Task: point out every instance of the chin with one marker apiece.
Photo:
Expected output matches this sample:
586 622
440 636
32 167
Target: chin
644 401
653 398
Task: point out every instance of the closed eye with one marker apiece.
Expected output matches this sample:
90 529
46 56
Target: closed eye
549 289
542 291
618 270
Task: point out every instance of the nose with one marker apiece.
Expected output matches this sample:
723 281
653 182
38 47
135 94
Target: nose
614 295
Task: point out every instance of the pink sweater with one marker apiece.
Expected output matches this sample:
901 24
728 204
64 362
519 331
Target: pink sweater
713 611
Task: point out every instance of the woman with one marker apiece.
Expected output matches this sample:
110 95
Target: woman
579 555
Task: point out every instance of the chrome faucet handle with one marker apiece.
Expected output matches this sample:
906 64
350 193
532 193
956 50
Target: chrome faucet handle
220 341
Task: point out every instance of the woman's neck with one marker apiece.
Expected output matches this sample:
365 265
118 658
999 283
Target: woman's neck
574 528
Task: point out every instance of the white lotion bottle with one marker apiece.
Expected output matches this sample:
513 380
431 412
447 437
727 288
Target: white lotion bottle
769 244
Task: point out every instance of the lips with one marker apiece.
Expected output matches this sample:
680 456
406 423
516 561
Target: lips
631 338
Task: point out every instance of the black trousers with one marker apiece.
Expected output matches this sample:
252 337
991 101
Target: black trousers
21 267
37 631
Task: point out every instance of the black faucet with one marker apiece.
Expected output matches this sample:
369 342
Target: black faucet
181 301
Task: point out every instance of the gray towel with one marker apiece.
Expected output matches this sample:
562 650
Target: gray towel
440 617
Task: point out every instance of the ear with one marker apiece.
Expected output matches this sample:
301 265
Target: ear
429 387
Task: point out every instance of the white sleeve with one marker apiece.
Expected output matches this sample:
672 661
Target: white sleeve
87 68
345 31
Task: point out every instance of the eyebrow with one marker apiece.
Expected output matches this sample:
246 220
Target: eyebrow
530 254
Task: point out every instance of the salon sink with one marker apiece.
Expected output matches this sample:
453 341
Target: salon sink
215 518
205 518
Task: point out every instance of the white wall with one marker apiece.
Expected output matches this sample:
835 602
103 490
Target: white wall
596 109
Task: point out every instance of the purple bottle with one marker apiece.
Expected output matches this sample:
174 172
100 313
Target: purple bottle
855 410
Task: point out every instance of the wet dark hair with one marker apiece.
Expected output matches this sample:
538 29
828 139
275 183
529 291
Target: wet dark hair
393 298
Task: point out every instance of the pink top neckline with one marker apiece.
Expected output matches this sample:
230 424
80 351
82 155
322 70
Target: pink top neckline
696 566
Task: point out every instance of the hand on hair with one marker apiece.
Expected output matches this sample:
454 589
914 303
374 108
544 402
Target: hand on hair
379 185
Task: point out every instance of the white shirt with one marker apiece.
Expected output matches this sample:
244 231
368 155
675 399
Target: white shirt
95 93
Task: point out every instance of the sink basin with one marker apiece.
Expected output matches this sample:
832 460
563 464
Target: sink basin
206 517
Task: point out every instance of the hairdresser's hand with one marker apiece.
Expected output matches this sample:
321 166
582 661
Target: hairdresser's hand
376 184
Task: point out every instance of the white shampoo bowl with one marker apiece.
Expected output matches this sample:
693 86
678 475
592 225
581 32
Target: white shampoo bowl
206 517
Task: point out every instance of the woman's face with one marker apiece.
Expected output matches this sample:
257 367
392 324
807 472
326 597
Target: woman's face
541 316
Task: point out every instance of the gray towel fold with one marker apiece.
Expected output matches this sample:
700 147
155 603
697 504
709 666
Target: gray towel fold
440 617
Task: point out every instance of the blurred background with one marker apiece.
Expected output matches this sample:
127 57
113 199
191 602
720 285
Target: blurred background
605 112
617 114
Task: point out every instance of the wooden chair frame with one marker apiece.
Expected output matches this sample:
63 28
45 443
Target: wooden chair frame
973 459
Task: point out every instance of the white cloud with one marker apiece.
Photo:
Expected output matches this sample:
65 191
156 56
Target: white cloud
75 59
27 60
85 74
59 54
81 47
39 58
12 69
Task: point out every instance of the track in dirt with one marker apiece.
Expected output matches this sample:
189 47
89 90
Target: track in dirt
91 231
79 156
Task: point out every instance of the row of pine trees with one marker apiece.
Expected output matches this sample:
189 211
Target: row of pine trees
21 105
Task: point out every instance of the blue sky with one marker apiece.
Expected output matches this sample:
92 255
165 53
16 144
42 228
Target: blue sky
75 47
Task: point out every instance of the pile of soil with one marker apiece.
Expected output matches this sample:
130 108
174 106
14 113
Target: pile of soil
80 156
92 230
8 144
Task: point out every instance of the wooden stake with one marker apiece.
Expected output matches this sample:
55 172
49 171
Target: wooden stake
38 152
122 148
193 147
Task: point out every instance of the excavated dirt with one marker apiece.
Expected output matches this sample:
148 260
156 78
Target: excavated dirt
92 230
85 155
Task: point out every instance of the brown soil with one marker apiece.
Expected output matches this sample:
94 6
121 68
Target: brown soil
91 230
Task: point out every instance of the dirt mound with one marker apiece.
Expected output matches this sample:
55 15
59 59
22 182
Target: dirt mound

===

== To be done ==
From the line with "Task: point out every instance of the brown" through the end of the records, rewrite every line, including each request. Scale each marker coordinate in the answers by 1.6 and round it to a whole number, with halves rounding up. Leave the numbers in the requests and their format samples unchanged.

== Answer to this exercise ==
Task: point out every instance of the brown soil with one marker apiece.
Expected output matches this sample:
94 6
121 68
Target: brown soil
146 368
Task: point out every instance of the dirt mound with one marker apiece.
Expected output matches this sample:
55 15
59 59
22 182
Target: dirt mound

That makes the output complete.